Work required
Render the lines in the records below, from the one containing "Target: shoulder epaulette" through the one containing "POLYGON ((132 107, 131", as a JSON list of strings with one string per line and blank lines left out.

>>>

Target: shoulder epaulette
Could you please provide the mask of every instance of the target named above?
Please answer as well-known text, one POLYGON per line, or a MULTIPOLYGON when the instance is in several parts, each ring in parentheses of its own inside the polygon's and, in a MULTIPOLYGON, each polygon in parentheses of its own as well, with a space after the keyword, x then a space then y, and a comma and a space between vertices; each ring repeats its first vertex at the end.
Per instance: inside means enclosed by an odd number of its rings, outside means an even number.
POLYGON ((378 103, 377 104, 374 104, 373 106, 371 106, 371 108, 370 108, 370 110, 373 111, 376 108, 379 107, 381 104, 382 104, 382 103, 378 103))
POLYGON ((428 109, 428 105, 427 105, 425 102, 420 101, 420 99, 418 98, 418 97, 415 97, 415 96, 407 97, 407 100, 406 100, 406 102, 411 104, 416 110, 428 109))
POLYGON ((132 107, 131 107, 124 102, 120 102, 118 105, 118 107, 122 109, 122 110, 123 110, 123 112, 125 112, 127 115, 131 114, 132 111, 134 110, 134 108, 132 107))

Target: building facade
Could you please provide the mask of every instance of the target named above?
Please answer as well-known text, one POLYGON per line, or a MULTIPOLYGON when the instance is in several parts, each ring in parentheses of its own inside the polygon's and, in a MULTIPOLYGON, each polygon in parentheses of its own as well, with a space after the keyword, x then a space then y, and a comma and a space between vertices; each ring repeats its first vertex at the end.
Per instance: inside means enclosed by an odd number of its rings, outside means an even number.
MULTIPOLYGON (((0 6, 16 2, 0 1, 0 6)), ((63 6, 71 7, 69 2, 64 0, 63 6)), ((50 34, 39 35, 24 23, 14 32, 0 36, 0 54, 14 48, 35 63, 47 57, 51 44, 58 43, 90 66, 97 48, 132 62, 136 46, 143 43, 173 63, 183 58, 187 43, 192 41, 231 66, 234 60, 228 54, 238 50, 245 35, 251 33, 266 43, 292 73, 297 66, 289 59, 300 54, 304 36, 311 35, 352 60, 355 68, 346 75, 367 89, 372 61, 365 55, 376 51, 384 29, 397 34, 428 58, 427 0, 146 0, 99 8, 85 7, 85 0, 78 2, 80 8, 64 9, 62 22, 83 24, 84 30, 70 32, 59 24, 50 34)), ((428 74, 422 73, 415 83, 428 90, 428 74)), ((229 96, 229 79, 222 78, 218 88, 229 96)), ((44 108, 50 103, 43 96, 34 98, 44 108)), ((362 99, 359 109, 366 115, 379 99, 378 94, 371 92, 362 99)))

<<<
>>>

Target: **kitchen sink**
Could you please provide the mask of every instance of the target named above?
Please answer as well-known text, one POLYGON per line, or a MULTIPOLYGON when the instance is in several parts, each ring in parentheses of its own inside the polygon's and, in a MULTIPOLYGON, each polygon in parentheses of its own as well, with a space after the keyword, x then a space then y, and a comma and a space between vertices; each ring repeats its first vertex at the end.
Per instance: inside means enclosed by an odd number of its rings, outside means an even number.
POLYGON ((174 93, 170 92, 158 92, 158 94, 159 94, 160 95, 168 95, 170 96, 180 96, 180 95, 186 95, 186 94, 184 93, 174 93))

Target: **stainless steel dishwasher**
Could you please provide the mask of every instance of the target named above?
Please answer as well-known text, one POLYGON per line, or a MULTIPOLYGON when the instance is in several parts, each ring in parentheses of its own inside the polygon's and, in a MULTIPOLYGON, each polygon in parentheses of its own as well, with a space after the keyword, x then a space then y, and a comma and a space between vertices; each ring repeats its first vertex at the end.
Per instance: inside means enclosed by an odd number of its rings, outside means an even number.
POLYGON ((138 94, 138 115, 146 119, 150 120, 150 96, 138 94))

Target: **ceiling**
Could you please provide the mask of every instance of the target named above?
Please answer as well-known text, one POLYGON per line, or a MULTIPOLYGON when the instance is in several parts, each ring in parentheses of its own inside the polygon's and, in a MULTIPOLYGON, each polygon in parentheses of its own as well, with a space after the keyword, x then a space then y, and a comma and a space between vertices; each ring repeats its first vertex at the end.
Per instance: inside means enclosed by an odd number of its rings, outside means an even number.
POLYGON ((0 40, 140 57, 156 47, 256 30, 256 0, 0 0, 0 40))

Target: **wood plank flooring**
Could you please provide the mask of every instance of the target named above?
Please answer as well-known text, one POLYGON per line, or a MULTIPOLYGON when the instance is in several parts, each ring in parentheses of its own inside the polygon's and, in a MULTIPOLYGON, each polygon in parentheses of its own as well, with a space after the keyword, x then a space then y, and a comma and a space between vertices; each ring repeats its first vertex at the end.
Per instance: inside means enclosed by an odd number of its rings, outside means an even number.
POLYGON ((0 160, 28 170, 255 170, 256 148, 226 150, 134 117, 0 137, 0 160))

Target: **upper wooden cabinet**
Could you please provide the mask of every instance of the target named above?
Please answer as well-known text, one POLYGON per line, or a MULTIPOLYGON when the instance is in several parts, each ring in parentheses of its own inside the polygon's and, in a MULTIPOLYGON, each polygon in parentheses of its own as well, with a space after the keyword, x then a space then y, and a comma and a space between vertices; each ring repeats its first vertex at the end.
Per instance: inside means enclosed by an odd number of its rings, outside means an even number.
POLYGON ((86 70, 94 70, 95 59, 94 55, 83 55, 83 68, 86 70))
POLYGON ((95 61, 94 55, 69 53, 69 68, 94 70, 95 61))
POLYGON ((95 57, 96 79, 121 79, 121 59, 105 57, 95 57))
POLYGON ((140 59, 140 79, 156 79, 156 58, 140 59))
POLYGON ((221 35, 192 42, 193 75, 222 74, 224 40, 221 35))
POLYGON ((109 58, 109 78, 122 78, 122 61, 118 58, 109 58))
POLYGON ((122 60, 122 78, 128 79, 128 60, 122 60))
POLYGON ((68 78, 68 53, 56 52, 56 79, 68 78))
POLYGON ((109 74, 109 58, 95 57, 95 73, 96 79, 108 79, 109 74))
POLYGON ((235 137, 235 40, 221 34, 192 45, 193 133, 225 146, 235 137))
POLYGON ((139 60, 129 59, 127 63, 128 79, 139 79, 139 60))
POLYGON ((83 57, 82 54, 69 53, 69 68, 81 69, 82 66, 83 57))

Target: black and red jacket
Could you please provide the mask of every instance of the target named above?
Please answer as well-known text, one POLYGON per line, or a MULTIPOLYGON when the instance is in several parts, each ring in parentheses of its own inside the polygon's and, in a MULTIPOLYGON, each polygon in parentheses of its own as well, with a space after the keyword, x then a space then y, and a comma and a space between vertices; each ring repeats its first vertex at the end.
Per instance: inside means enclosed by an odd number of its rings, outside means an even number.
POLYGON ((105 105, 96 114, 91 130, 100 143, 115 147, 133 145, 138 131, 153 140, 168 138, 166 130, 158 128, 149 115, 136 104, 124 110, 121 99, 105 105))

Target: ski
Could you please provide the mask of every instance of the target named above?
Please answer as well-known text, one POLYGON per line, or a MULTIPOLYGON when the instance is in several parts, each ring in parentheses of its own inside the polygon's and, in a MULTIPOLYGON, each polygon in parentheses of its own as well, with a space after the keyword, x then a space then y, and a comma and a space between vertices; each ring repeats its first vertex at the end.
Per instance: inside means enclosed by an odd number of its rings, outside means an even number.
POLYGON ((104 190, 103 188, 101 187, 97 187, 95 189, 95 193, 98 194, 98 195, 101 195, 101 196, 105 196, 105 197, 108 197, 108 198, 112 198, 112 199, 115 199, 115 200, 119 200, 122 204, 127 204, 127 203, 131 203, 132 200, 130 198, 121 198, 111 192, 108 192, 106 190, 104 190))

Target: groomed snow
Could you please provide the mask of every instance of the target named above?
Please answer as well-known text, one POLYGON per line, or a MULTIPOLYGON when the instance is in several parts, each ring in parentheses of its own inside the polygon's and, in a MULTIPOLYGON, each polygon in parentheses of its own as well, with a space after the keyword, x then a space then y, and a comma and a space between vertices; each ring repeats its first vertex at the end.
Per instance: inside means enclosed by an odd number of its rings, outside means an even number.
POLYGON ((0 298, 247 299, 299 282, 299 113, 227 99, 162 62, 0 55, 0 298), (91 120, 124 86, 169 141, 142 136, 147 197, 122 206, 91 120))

<<<

Completed exercise
[
  "Target: shoulder epaulette",
  "Could you please provide the mask of every instance of the target named above?",
  "Please answer as well-known text, one POLYGON per line, or a MULTIPOLYGON when the instance is in several parts, each ring in parentheses of its own inside the polygon's and, in a MULTIPOLYGON, each polygon in parentheses of its own as well, with a space after the keyword, x then a space then y, and a comma and a space between vertices; each ring repeats its first vertex at the end.",
  "Per instance: inside means enclosed by an odd number of its rings, outside means an even number.",
  "POLYGON ((378 103, 377 104, 374 104, 373 106, 371 106, 371 108, 370 108, 370 110, 373 111, 376 108, 379 107, 381 104, 382 104, 382 103, 378 103))",
  "POLYGON ((428 109, 428 105, 427 105, 425 102, 420 101, 420 99, 418 98, 418 97, 415 97, 415 96, 407 97, 407 100, 406 100, 406 102, 411 104, 416 110, 428 109))",
  "POLYGON ((132 107, 131 107, 124 102, 120 102, 118 105, 118 107, 122 109, 122 110, 123 110, 123 112, 125 112, 127 115, 131 114, 132 111, 134 110, 134 108, 132 107))"
]